Studio album by Jan Malmsjö
- Released: 1987
- Genres: Christmas, schlager
- Length: 39.29
- Label: Little Big Apple

= Låt mig få tända ett ljus =

Låt mig få tända ett ljus is a 1987 Jan Malmsjö Christmas album, released on the Little Big Apple label to LP., cassette tape and CD

In 1991, the album was rereleased by the Mariann label to CD. and cassette tape.

In 1993, the album was once again rereleased. This time, the CD version was by the KM label. and the cassette tape by the Mariann label.

==Track listing==
1. Låt mig få tända ett ljus (Schlafe, mein Prinzchen, schlaf ein)
2. Natten tänder ljus på himlen
3. Stilla natt (Stille Nacht, heilige Nacht)

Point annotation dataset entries
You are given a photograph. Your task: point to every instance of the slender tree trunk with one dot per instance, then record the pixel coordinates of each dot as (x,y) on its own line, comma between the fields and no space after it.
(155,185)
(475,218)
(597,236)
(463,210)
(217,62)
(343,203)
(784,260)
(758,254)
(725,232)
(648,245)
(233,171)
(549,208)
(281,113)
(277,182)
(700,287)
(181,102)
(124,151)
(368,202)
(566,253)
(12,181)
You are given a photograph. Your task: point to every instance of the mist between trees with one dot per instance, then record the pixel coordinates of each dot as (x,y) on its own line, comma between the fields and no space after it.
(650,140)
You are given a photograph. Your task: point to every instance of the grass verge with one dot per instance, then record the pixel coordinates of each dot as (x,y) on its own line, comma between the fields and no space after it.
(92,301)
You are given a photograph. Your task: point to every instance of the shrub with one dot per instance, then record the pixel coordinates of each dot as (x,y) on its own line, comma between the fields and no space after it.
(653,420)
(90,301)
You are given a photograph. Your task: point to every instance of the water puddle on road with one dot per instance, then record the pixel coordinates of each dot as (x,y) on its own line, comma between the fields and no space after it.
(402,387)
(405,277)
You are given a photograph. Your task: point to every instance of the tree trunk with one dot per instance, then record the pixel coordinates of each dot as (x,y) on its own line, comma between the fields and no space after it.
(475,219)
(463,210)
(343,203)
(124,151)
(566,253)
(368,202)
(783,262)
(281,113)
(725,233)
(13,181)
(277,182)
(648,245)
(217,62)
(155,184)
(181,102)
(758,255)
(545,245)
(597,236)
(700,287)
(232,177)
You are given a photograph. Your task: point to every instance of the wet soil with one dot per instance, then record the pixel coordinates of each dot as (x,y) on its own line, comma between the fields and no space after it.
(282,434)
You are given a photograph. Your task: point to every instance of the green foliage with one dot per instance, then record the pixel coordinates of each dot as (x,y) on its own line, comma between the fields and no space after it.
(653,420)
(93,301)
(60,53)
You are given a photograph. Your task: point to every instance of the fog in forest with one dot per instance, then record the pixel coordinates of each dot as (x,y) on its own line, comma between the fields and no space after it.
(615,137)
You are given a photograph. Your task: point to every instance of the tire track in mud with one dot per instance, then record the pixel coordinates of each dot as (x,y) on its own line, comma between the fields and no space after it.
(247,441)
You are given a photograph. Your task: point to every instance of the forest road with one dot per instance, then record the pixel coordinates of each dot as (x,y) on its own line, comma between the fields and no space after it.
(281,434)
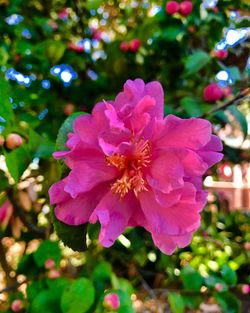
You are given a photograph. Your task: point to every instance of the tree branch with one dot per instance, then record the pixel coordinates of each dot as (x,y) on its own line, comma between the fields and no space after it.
(236,100)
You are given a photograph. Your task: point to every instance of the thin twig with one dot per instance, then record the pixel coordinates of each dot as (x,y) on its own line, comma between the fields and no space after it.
(236,100)
(4,264)
(39,231)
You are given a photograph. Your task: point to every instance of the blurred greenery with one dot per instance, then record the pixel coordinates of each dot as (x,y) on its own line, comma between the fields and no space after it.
(57,59)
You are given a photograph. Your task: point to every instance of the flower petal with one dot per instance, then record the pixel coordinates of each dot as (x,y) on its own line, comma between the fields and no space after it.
(193,133)
(177,220)
(78,210)
(113,215)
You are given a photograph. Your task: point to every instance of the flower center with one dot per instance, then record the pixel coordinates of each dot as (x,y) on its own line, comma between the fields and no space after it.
(131,168)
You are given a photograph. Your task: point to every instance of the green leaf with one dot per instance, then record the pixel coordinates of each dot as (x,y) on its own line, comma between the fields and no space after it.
(78,297)
(6,110)
(17,161)
(191,106)
(196,61)
(47,250)
(191,279)
(228,302)
(176,302)
(229,275)
(240,118)
(46,302)
(66,128)
(73,237)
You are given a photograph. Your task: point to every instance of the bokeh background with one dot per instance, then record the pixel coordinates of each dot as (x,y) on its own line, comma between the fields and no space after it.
(59,57)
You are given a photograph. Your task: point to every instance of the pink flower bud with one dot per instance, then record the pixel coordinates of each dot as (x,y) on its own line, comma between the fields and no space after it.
(53,274)
(247,246)
(111,301)
(221,54)
(227,91)
(69,109)
(17,305)
(134,45)
(13,141)
(218,287)
(245,289)
(50,263)
(1,140)
(212,93)
(124,46)
(186,7)
(172,7)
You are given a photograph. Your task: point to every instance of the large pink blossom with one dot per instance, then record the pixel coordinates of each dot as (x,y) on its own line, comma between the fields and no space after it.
(130,166)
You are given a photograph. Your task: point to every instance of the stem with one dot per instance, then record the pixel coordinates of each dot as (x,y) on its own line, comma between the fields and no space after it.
(236,100)
(4,264)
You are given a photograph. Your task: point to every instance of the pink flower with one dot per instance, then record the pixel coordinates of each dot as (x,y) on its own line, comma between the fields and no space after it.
(245,288)
(221,54)
(134,45)
(218,287)
(53,274)
(212,93)
(130,166)
(6,211)
(124,46)
(172,7)
(111,301)
(17,305)
(186,7)
(13,141)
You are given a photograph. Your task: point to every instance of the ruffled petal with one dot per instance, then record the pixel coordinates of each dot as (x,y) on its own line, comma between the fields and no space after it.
(166,172)
(78,210)
(177,220)
(86,176)
(113,215)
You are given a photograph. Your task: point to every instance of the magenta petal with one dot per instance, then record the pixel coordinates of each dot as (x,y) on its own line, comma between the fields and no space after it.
(113,215)
(176,220)
(166,172)
(193,133)
(57,193)
(78,210)
(84,177)
(154,89)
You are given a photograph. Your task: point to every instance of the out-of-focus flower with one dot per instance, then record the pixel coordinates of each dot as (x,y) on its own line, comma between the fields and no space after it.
(50,263)
(74,47)
(220,54)
(124,46)
(247,246)
(218,287)
(17,305)
(69,109)
(13,141)
(134,45)
(6,211)
(172,7)
(130,166)
(186,7)
(111,301)
(245,289)
(212,93)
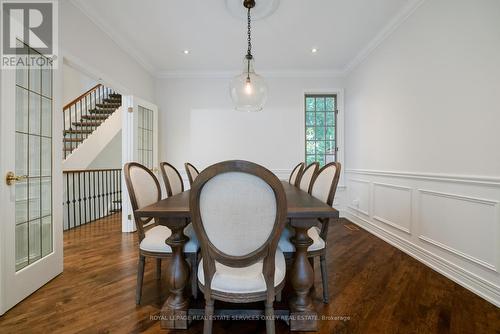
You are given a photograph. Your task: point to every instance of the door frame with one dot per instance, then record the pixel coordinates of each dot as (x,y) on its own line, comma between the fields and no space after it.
(129,149)
(16,286)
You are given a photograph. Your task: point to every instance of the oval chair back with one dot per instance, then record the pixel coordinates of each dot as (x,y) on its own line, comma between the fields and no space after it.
(143,189)
(192,172)
(324,186)
(172,179)
(294,176)
(306,177)
(238,209)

▶ REQUIRED TASKS:
• 1. Scale everything in the entries from the line containing "of the oval" down to the last line of the entries, both ends included, and write all of those lines out again with their requests. Multiply every coordinate in the answers by 0.95 and round each result to a whole number, with halves rounding up.
• 2. Finish out the next part of the album article, picking up right after its last line.
These entries have no connection to the album article.

▶ RESULTS OF THE TASKS:
• 1.
You are given a photograph. Your task: point to every instance of the oval chair back with one dot per instance, then record the pixel coordinates of each dot as (x,y) on its own line, comma between the fields and no space after it.
(136,180)
(182,163)
(308,177)
(163,170)
(279,167)
(291,168)
(226,199)

• 2.
4. Jag drömmer om en jul hemma
5. Vem är det barnet
6. Ser du stjärnan i det blå (When You Wish upon a Star)
7. Nu tändas tusen juleljus
8. Jul i Gamla stan (Christmas in New York)
9. Jul, jul, strålande jul
10. Varje människa har ett ljus (Mary's Boy Child)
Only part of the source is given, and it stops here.